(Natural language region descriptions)
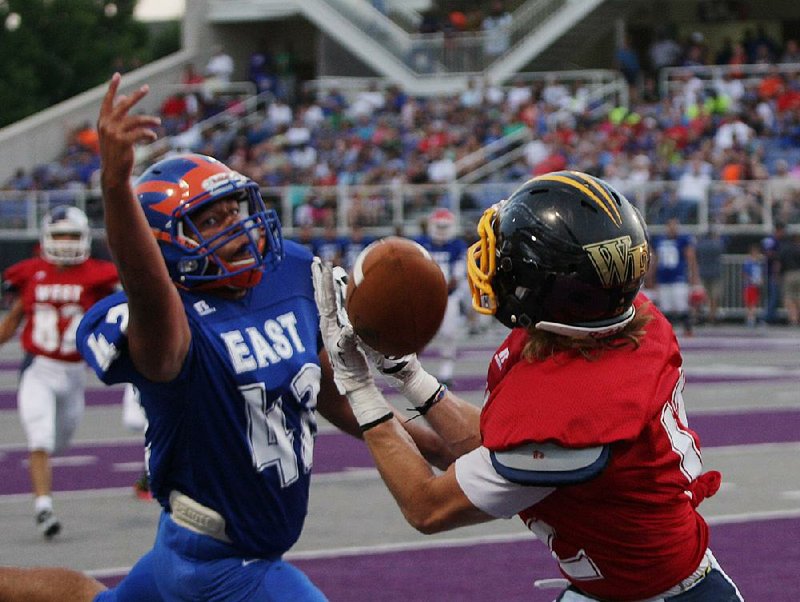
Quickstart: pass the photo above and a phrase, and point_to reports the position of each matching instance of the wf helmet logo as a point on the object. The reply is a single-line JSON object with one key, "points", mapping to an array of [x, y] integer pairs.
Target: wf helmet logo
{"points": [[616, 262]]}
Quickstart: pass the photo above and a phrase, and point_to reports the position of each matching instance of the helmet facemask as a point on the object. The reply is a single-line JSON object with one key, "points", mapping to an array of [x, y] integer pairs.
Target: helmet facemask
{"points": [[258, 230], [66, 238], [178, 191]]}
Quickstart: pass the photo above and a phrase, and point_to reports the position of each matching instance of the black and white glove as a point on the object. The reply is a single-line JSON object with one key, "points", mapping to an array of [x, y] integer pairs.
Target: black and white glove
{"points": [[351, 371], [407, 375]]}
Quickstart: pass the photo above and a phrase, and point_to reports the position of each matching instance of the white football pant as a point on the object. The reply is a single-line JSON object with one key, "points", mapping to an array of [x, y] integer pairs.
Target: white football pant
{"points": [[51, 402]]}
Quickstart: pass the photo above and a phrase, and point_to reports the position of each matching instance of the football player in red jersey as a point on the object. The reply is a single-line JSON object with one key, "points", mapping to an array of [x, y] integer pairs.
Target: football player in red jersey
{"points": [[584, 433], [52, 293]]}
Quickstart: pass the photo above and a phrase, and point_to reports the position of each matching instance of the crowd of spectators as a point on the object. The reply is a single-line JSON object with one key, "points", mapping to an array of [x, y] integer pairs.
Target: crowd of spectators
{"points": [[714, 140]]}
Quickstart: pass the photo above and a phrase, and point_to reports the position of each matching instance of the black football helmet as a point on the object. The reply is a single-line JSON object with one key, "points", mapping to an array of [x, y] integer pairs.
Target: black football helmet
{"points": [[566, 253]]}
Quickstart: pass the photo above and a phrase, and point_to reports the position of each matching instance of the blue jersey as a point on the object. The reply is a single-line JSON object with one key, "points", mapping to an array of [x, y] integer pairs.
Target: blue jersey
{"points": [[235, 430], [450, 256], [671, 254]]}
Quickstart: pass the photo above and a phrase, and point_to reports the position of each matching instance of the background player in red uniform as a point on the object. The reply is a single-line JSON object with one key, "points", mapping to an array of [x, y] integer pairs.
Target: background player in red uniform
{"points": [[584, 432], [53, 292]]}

# [TASK INSTRUCTIONS]
Each of the lines above should be transcribed exactly; no image is to be copied.

# [TASK ANSWER]
Quickstart: pass the photo above and a phrase, and point_to reports the position of each matching instance of the wf helmet logo as a point on the object. The reply is a single-line JSON object with one key, "points", mapping to an array of [x, y] integer pairs.
Target: wf helmet logo
{"points": [[616, 262]]}
Quickstart: pass the photo above and a phrase, and point_to reports the position of each matching instance of the helmet facemask as a point on the object. The reply is a single-line JSON object with one key, "points", mapping to an array of [x, y] integer pairs.
Target: helmet facemask
{"points": [[258, 230], [66, 238], [178, 191]]}
Quickstart: pass the photo above and a phrase, and point_to reports the position of each matching instance of the black and white glove as a point on the object. The reply is a single-line JSON object with one key, "points", mapping to an array of [x, y] integer pairs.
Target: black and white glove
{"points": [[351, 371], [407, 375]]}
Quickstart: pass the photo above and a phrase, and point_to reports the position of each matching instance of the white football pant as a point on the object. The reply is a single-line JSON object with one key, "points", mapping to an array of [x, y] integer pairs.
Target: white football pant
{"points": [[51, 402]]}
Quickstart: pass the photo above and a phrase, and point_to reports the position of each matching instance of the football player in red jersey as a point on the object. The reply is a single-line JSON object with one key, "points", mapping to an array of [x, y] integer pairs.
Target: football player in red jersey
{"points": [[584, 433], [52, 293]]}
Quickstart: pass the photo above and a phrase, and point_to reports the position of each matching instance of the crowd of spectators as a point on the object. The reply is a single-line JSON object with one key, "points", mapping to an array of [x, y] integer pairs.
Target: crowd of spectators
{"points": [[714, 140]]}
Quickstart: pass the photo above and a phrase, and point_to reports the position of each matching instance of the black football helmet as a point on the object. The reply is a single-line JSON object with one key, "points", mapping to an array of [x, y] integer pairs.
Target: black football helmet
{"points": [[566, 253]]}
Quickstart: pass the photo above and a phrase, and point_to reports the position of each matching instance of the blue jersey as a point on the object. The reply is a single-line JSON object with one key, "points", mapping to an array of [x, y] integer pairs.
Target: blue jersey
{"points": [[235, 430], [450, 256], [671, 254]]}
Quickstart: pass the photo above and a phrase, and point_to reports the position of each matching instance of the background player in red uniform as a point on the object. The reply is a single-line JSON object with one key, "points", mapping to an array of [x, y] integer pairs.
Target: background player in red uniform
{"points": [[584, 432], [53, 292]]}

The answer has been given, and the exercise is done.